**** Provided records ****

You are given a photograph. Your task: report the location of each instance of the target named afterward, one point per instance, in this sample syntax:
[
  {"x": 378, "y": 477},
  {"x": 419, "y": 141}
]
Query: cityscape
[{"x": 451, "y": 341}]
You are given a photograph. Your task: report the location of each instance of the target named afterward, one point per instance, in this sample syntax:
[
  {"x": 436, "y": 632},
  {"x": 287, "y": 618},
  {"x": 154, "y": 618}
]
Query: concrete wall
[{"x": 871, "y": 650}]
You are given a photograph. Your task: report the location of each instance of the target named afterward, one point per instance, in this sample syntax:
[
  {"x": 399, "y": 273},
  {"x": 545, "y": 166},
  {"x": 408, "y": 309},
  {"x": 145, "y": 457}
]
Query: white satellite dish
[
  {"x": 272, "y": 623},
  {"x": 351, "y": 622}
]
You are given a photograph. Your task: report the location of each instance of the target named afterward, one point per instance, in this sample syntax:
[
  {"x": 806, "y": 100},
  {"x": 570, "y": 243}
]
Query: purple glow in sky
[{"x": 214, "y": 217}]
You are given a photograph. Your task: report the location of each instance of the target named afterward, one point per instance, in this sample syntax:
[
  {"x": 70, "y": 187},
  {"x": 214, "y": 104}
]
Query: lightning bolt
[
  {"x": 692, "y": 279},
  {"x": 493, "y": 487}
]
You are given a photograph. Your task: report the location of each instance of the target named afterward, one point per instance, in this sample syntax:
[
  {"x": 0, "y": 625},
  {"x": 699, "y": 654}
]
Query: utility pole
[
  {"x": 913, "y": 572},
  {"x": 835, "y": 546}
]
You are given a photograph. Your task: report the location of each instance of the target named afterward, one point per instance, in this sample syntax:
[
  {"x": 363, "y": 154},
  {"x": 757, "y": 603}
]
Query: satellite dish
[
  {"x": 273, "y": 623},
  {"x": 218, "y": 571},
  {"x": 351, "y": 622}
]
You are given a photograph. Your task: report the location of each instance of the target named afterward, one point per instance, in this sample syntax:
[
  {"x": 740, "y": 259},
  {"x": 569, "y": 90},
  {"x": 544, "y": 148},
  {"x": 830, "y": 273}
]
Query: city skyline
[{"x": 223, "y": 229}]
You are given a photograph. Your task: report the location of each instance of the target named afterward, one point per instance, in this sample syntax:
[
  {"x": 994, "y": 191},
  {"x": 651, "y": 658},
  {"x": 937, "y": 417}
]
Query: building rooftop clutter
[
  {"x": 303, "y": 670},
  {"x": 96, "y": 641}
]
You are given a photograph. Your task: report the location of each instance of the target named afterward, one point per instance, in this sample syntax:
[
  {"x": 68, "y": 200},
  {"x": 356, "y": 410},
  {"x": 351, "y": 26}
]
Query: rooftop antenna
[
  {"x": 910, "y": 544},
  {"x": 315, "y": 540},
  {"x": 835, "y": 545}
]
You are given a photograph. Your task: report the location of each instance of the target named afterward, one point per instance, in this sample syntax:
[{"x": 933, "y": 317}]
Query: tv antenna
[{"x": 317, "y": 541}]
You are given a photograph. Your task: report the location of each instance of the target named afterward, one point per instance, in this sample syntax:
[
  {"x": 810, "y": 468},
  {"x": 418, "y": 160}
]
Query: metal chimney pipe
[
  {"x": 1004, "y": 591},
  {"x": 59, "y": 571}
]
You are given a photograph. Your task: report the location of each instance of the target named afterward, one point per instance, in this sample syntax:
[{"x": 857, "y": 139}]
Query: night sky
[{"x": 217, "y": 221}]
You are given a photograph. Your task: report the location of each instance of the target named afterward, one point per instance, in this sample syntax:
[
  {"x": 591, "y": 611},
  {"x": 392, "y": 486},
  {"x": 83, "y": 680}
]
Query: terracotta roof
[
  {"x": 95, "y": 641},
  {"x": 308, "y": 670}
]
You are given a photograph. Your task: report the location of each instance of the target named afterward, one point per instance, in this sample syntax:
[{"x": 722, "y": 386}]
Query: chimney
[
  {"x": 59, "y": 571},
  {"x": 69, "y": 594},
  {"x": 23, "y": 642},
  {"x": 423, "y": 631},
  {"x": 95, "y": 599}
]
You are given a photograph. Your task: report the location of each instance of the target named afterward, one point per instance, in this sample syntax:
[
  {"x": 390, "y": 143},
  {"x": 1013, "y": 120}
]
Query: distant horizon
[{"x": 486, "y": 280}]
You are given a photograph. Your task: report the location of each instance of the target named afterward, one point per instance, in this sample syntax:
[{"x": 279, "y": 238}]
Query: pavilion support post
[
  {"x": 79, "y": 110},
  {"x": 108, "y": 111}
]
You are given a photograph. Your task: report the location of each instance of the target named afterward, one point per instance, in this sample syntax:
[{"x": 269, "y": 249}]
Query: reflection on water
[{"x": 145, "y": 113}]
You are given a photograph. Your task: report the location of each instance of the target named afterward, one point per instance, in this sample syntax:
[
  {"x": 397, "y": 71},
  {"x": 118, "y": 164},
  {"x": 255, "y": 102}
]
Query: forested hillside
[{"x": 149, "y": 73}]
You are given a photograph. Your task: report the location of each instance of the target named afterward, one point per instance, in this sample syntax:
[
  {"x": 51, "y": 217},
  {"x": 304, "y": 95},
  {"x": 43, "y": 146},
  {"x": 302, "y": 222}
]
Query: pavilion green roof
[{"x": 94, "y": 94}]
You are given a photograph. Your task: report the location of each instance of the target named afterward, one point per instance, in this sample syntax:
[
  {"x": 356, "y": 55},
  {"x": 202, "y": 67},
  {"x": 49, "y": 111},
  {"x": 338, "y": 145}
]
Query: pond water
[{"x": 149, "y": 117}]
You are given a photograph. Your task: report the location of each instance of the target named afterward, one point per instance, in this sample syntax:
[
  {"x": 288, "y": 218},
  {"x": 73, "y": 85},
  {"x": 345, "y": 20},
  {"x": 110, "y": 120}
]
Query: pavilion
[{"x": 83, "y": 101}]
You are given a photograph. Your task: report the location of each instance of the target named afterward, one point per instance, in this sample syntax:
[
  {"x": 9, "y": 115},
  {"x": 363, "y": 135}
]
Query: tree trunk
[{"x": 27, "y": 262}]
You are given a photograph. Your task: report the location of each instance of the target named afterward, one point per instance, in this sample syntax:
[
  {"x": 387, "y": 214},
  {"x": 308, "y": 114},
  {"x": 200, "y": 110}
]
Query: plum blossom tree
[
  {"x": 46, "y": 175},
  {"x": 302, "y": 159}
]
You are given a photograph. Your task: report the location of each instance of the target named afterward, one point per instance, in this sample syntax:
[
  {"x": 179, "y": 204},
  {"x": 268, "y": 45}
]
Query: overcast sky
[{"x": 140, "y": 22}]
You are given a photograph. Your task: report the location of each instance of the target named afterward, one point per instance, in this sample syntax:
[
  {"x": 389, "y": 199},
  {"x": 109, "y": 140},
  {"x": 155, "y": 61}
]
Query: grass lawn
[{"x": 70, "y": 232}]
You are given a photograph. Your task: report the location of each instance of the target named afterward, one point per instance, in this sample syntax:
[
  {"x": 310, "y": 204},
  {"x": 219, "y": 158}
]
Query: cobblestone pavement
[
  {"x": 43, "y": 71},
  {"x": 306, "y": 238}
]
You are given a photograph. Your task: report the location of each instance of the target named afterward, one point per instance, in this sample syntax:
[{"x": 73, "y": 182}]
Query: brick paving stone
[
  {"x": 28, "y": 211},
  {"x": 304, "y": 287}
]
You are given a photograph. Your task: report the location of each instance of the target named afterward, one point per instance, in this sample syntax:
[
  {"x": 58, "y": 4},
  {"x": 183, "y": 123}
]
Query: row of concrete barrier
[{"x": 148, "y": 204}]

****

All of the lines above must be returned exactly.

▶ Output for this exercise:
You are given a photograph. Your task: report the location of each instance of the target named afterward, one point per instance, in this sample syntax:
[
  {"x": 378, "y": 477},
  {"x": 419, "y": 141}
]
Query: cityscape
[{"x": 451, "y": 341}]
You are given a photograph. Your task: report the location of each instance of the target named afterward, one point per instance, in this sample syntax:
[
  {"x": 436, "y": 632},
  {"x": 287, "y": 618},
  {"x": 154, "y": 618}
]
Query: concrete wall
[{"x": 871, "y": 650}]
You are given a photograph. Your task: report the location of each instance of the target named afterward, one point per instance, in this sample syntax:
[
  {"x": 399, "y": 273},
  {"x": 545, "y": 166},
  {"x": 408, "y": 309},
  {"x": 145, "y": 457}
]
Query: white satellite dish
[
  {"x": 272, "y": 623},
  {"x": 351, "y": 622}
]
You are given a photograph. Your task: report the location of each instance of the target named afterward, one point per instance, in this sample syntax:
[
  {"x": 806, "y": 100},
  {"x": 570, "y": 243}
]
Query: purple glow in sky
[{"x": 214, "y": 217}]
You are given a photograph. Your task: report the location of each instance of the target named afterward, one point per instance, in this sample syntax:
[
  {"x": 70, "y": 187},
  {"x": 214, "y": 104}
]
Query: lightning bolt
[
  {"x": 692, "y": 279},
  {"x": 493, "y": 487}
]
You are given a photograph. Your task: report the location of each instance of the target named afterward, one point per instance, in this sample syntax:
[
  {"x": 0, "y": 625},
  {"x": 699, "y": 654}
]
Query: utility pole
[
  {"x": 913, "y": 572},
  {"x": 835, "y": 546}
]
You are given a photograph. Your task: report the location of each instance of the target named afterward, one point per instance, in this sample syntax:
[
  {"x": 363, "y": 154},
  {"x": 757, "y": 603}
]
Query: satellite dish
[
  {"x": 273, "y": 623},
  {"x": 218, "y": 571},
  {"x": 351, "y": 622}
]
You are given a photograph. Your task: report the location of each instance of the target named afterward, one point per instance, in this sample syntax:
[
  {"x": 740, "y": 259},
  {"x": 569, "y": 90},
  {"x": 544, "y": 148},
  {"x": 830, "y": 273}
]
Query: city skyline
[{"x": 223, "y": 229}]
You are given a photograph. Your task: report the location of each instance of the target named afterward, one point per instance, in this sample syntax:
[
  {"x": 994, "y": 191},
  {"x": 651, "y": 658},
  {"x": 937, "y": 417}
]
Query: building rooftop clutter
[
  {"x": 303, "y": 670},
  {"x": 96, "y": 641}
]
You are given a photograph. Your task: report the location of each instance of the target named afterward, one point per instance, in this sample syntax:
[
  {"x": 68, "y": 200},
  {"x": 356, "y": 410},
  {"x": 351, "y": 26}
]
Query: rooftop antenna
[
  {"x": 910, "y": 544},
  {"x": 315, "y": 540},
  {"x": 835, "y": 545}
]
You are given a photograph. Your task: report the location of each instance of the target named afterward, one point per instance, in this sample syntax:
[{"x": 933, "y": 317}]
Query: tv antenna
[{"x": 317, "y": 541}]
You are given a photograph. Your task: report the location of each instance of the target named afterward, one point per instance, in this sample syntax:
[
  {"x": 810, "y": 468},
  {"x": 418, "y": 160}
]
Query: metal chimney pipe
[
  {"x": 1004, "y": 591},
  {"x": 59, "y": 571}
]
You are given a photograph. Your task: report the location of each instance of the target named afterward, one point per instance, in this sample syntax:
[{"x": 857, "y": 139}]
Query: night sky
[{"x": 217, "y": 221}]
You are given a photograph. Your task: report the location of each instance of the target named afterward, one point per instance, in this sample syntax:
[
  {"x": 591, "y": 611},
  {"x": 392, "y": 486},
  {"x": 83, "y": 680}
]
Query: terracotta roof
[
  {"x": 95, "y": 641},
  {"x": 308, "y": 670}
]
You are given a photograph. Your task: report the location of each instance of the target named afterward, one point per instance, in this sample syntax:
[{"x": 722, "y": 386}]
Query: chimney
[
  {"x": 59, "y": 571},
  {"x": 69, "y": 594},
  {"x": 23, "y": 642},
  {"x": 423, "y": 631},
  {"x": 95, "y": 599}
]
You are given a photograph. Your task: report the location of each instance of the target named afterward, one point per instance, in this sample syntax:
[
  {"x": 390, "y": 143},
  {"x": 1013, "y": 120}
]
Query: distant horizon
[{"x": 486, "y": 280}]
You are given a photograph. Your task: report the location of each instance of the target named afterward, one point per instance, in this sample syntax:
[{"x": 279, "y": 238}]
Query: pavilion support post
[
  {"x": 79, "y": 110},
  {"x": 108, "y": 111}
]
You are given a photograph. Your task: report the location of each instance of the target named afterward, one point per instance, in this sample syntax:
[{"x": 269, "y": 249}]
Query: reflection on water
[{"x": 145, "y": 113}]
You are given a photograph. Your task: report the location of each instance of the target named afterward, one point per instance, in this sample syntax:
[
  {"x": 397, "y": 71},
  {"x": 118, "y": 164},
  {"x": 255, "y": 102}
]
Query: forested hillside
[{"x": 149, "y": 73}]
You are given a photograph. Your task: report the location of each instance of the target named afterward, one point per instance, in this sample syntax:
[
  {"x": 51, "y": 217},
  {"x": 304, "y": 95},
  {"x": 43, "y": 146},
  {"x": 302, "y": 222}
]
Query: pavilion green roof
[{"x": 94, "y": 94}]
You are given a photograph. Your task: report the location of each instance of the target named afterward, one point per instance, in this sample syntax:
[
  {"x": 356, "y": 55},
  {"x": 202, "y": 67},
  {"x": 49, "y": 111},
  {"x": 338, "y": 145}
]
Query: pond water
[{"x": 149, "y": 117}]
You are given a photograph. Your task: report the location of each instance of the target named afterward, one point per instance, in this sample syntax:
[
  {"x": 288, "y": 218},
  {"x": 73, "y": 85},
  {"x": 345, "y": 20},
  {"x": 110, "y": 120}
]
Query: pavilion
[{"x": 83, "y": 101}]
You are given a photograph. Your task: report the location of each instance of the target named afterward, one point per instance, in this sample syntax:
[
  {"x": 9, "y": 115},
  {"x": 363, "y": 135}
]
Query: tree trunk
[{"x": 27, "y": 262}]
You are given a photograph. Your task: report the location of each instance of the target named afterward, one point per instance, in this sample syntax:
[
  {"x": 387, "y": 214},
  {"x": 308, "y": 114},
  {"x": 200, "y": 110}
]
Query: plum blossom tree
[
  {"x": 46, "y": 175},
  {"x": 302, "y": 159}
]
You are given a photograph. Your task: report the location of each instance of the target named afterward, one point per instance, in this sample syntax:
[
  {"x": 179, "y": 204},
  {"x": 268, "y": 45}
]
Query: overcast sky
[{"x": 140, "y": 22}]
You are given a photograph. Your task: report the location of each instance of the target named afterward, one point per instance, in this sample syntax:
[
  {"x": 389, "y": 199},
  {"x": 109, "y": 140},
  {"x": 155, "y": 61}
]
Query: grass lawn
[{"x": 70, "y": 232}]
You are given a photograph. Your task: report the location of each instance of the target named afterward, one point per instance, in this sample syntax:
[
  {"x": 310, "y": 204},
  {"x": 219, "y": 158}
]
Query: cobblestone pavement
[
  {"x": 43, "y": 71},
  {"x": 306, "y": 238}
]
You are given a photograph. Your task: report the location of each instance of the target named afterward, one point per instance, in this sample syntax:
[{"x": 73, "y": 182}]
Query: brick paving stone
[
  {"x": 28, "y": 211},
  {"x": 304, "y": 287}
]
You are given a photograph. Your task: report the location of each instance of the target named afterward, one point per instance, in this sample syntax:
[
  {"x": 58, "y": 4},
  {"x": 183, "y": 123}
]
Query: row of concrete barrier
[{"x": 148, "y": 204}]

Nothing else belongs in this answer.